-- INSTRUCTIONS TO FOLLOW --
Reproduce the full set of records that follow, exactly as shown.

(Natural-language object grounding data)
********************

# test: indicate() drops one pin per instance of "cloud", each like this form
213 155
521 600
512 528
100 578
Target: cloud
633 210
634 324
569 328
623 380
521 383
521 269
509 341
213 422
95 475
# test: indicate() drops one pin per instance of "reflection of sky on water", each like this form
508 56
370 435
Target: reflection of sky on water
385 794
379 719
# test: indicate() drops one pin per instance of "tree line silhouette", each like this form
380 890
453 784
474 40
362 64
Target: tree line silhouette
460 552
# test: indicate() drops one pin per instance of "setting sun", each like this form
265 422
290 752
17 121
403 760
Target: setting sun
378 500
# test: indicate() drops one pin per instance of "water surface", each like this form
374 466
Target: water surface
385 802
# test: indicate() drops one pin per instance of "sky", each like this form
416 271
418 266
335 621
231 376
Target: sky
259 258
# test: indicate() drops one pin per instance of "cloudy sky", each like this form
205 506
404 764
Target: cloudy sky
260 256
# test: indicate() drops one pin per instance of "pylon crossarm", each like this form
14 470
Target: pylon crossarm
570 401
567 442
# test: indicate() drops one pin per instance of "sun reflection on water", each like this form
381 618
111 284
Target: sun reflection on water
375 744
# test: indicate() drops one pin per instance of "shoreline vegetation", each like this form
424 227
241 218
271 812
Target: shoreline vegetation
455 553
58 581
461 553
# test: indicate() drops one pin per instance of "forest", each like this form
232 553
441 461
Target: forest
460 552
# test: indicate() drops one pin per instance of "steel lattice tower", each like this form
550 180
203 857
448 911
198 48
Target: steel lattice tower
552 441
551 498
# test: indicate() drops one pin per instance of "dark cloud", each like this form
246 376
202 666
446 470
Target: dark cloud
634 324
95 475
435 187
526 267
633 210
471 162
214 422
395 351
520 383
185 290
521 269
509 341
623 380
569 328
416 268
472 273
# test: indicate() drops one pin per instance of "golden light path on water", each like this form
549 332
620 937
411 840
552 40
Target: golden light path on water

********************

-- RESPONSE TO THIS EXERCISE --
# test: indicate() drops one pin per instance of "cloud", each like this form
213 155
521 600
512 528
100 578
Target: cloud
633 210
634 324
569 328
623 380
521 383
521 269
509 341
213 422
95 475
# test: indicate() drops one pin per instance of "reflection of sky on water", each like this form
508 56
370 435
Target: reflection of sky on water
385 794
379 719
# test: indicate() drops one pin per instance of "tree line silhouette", each like this form
380 890
453 784
474 40
362 64
Target: tree line silhouette
460 552
# test: indicate() drops one pin per instance of "setting sun", each like this form
265 422
290 752
17 121
403 760
Target: setting sun
378 500
# test: indicate() drops one pin per instance of "water surface", each like this form
374 466
Target: water surface
385 802
# test: indicate() drops one pin per instance of "sky", each like this form
416 271
418 266
335 621
231 376
Target: sky
259 258
# test: indicate() drops one pin per instance of "cloudy sky", each like this form
205 506
404 764
Target: cloudy sky
260 256
# test: indicate() drops one pin per instance of "pylon crossarm", each like this form
14 470
Target: pylon crossarm
570 401
567 442
# test: indicate() drops one pin per instance of "sun reflection on water", each like this form
381 618
111 284
Target: sun reflection on water
375 744
# test: indicate() drops one pin per instance of "shoreline vegetation", each like this form
424 227
241 218
271 812
Target: shoreline vegetation
455 553
58 581
461 553
# test: indicate() drops one pin per instance of "forest", each like this form
232 553
441 461
Target: forest
460 552
# test: indicate() drops one pin per instance of "steel lattice tower", each like this form
550 180
203 857
448 911
198 48
Target: steel lattice tower
552 441
551 498
# test: indicate() drops one pin per instance of "dark cloud", each like this form
246 376
202 666
446 470
Target: dark cloud
634 324
95 475
435 187
526 267
633 210
471 162
214 422
395 351
520 383
185 290
521 269
509 341
623 380
569 328
416 268
472 273
# test: indicate() drops one pin per instance of "golden light path on water", each like this form
549 332
620 937
411 840
552 40
Target: golden light path on water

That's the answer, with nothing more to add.